*Task instructions:* As the answer, give a copy of each line below that includes the word "dense".

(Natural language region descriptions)
--- START ---

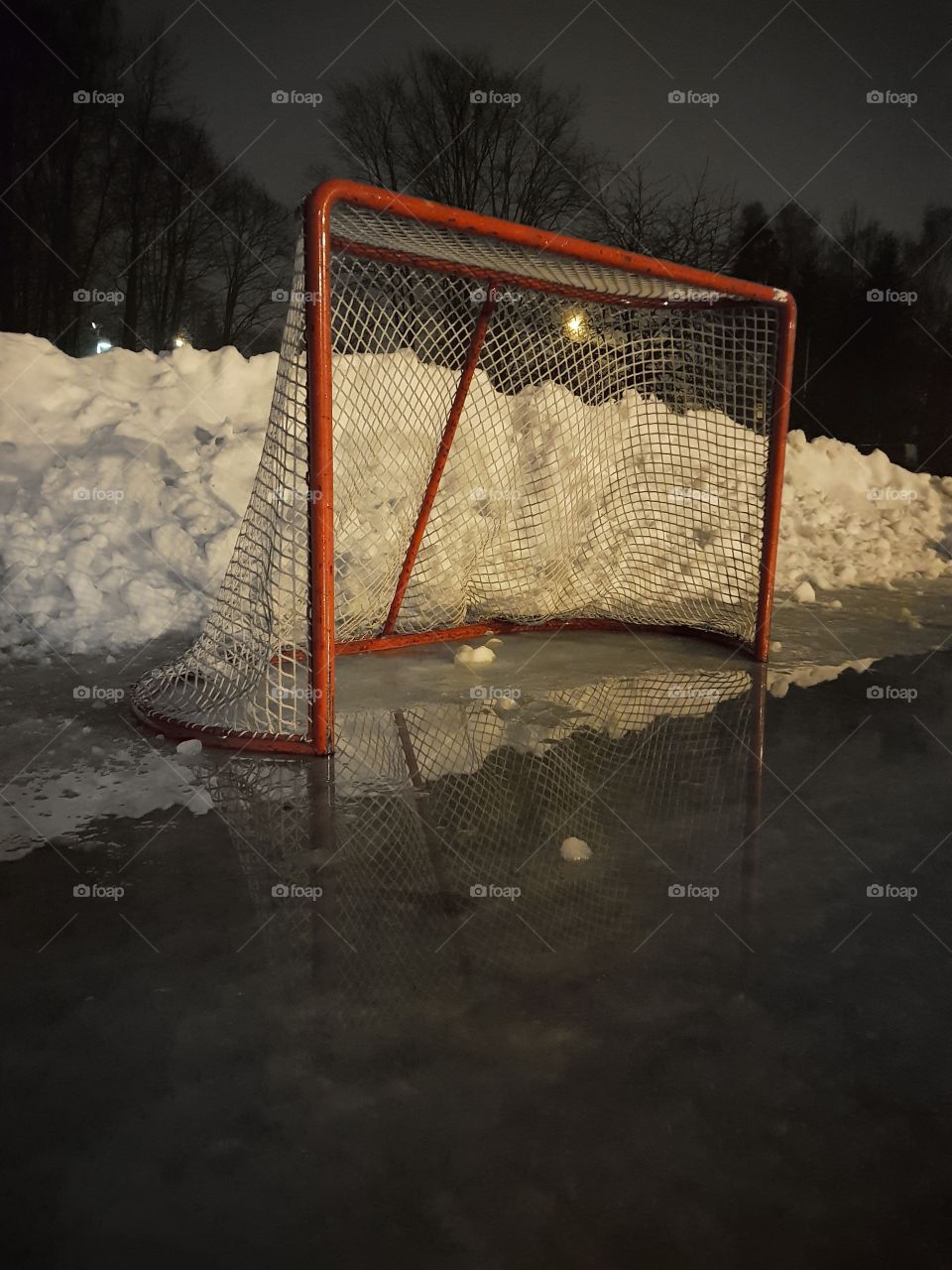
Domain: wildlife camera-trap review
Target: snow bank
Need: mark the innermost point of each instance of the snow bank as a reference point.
(125, 476)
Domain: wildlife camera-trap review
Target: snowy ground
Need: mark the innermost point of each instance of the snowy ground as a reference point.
(125, 477)
(123, 483)
(94, 767)
(291, 1062)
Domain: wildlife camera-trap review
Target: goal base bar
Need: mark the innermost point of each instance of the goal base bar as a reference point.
(221, 738)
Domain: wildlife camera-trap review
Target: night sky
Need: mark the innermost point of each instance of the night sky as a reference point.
(792, 117)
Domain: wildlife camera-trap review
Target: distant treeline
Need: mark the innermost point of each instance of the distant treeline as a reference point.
(117, 208)
(131, 206)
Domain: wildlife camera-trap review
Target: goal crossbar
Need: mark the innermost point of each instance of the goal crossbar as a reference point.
(699, 366)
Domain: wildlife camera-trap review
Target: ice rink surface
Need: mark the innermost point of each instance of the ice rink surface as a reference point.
(608, 953)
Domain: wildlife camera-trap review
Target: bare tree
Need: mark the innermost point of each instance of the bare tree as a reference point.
(253, 252)
(689, 221)
(468, 132)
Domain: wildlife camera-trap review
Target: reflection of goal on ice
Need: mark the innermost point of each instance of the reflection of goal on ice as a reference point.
(481, 427)
(658, 775)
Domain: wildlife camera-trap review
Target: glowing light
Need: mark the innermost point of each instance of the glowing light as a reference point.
(575, 324)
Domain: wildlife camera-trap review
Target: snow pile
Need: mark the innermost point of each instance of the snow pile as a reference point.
(125, 477)
(852, 518)
(547, 506)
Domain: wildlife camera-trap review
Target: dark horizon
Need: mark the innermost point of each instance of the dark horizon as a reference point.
(792, 121)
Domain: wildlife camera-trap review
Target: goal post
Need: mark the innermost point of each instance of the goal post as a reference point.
(480, 427)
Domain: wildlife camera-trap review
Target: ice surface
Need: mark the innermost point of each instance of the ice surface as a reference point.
(125, 477)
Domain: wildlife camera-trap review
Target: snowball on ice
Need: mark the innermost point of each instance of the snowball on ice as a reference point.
(468, 656)
(575, 849)
(805, 593)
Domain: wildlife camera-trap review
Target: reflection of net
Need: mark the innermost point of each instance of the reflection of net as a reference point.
(610, 463)
(654, 774)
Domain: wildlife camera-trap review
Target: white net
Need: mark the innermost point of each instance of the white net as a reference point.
(610, 463)
(436, 811)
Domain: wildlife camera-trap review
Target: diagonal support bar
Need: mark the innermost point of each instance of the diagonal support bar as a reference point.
(439, 462)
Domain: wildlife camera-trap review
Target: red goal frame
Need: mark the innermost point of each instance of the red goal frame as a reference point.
(318, 246)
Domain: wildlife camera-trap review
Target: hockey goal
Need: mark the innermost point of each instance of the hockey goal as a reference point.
(480, 427)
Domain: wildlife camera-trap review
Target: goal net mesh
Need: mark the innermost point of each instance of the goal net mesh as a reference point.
(440, 812)
(610, 462)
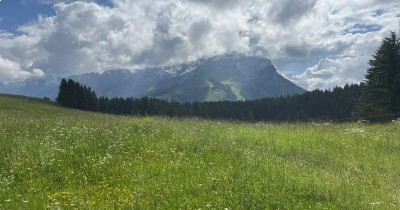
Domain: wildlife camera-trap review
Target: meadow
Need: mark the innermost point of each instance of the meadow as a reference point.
(57, 158)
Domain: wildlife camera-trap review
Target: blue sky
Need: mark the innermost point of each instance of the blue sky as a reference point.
(315, 43)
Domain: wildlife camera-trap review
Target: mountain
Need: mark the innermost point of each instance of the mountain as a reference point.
(228, 77)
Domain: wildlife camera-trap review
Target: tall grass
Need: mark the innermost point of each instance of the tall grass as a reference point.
(55, 158)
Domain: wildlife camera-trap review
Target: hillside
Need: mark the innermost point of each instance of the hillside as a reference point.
(227, 77)
(58, 158)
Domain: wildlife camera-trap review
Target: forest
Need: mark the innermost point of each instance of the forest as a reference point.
(376, 99)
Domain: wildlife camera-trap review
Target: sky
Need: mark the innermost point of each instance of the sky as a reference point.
(318, 44)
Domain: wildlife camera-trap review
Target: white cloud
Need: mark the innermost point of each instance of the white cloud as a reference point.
(11, 71)
(84, 36)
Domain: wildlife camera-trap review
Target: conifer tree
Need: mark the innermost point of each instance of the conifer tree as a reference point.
(380, 99)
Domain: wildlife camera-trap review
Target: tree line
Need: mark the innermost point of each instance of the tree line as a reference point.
(320, 105)
(375, 99)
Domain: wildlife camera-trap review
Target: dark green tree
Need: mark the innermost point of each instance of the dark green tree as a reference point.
(380, 98)
(62, 97)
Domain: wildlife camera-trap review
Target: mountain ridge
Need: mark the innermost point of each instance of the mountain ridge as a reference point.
(231, 77)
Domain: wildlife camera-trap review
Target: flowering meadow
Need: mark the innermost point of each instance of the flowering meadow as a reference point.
(57, 158)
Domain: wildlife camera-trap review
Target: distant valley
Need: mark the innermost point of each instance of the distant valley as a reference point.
(232, 77)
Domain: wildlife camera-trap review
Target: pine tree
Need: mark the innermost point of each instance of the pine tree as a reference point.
(62, 97)
(380, 99)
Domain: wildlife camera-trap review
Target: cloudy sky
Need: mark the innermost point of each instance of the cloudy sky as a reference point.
(315, 43)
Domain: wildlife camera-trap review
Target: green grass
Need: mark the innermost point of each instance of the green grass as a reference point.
(56, 158)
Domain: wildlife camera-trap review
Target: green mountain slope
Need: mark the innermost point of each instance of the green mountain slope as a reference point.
(230, 77)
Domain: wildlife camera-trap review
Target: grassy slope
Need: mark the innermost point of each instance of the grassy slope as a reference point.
(52, 157)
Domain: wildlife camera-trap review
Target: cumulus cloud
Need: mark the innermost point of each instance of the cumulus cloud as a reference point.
(329, 73)
(11, 71)
(84, 36)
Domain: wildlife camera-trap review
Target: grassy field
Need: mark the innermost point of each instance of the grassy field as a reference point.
(56, 158)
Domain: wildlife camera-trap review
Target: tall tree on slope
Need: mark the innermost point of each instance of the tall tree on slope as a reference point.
(380, 100)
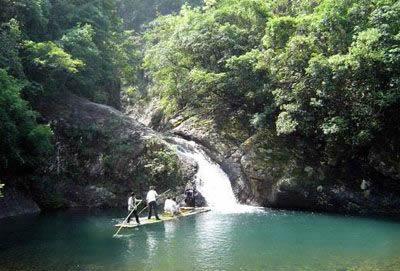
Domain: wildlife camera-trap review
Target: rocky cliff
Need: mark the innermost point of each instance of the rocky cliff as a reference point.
(278, 172)
(100, 155)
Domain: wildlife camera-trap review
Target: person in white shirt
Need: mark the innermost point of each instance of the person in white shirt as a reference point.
(133, 202)
(151, 201)
(170, 206)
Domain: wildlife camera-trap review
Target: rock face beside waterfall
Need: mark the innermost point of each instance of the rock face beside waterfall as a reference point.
(100, 156)
(269, 171)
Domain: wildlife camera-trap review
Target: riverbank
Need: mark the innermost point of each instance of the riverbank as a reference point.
(268, 240)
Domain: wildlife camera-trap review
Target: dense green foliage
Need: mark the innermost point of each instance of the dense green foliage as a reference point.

--- END ---

*Answer to the exercise:*
Target: dense green foliage
Need: mark the innermost point of each instance of the dense green foliage as a reference point.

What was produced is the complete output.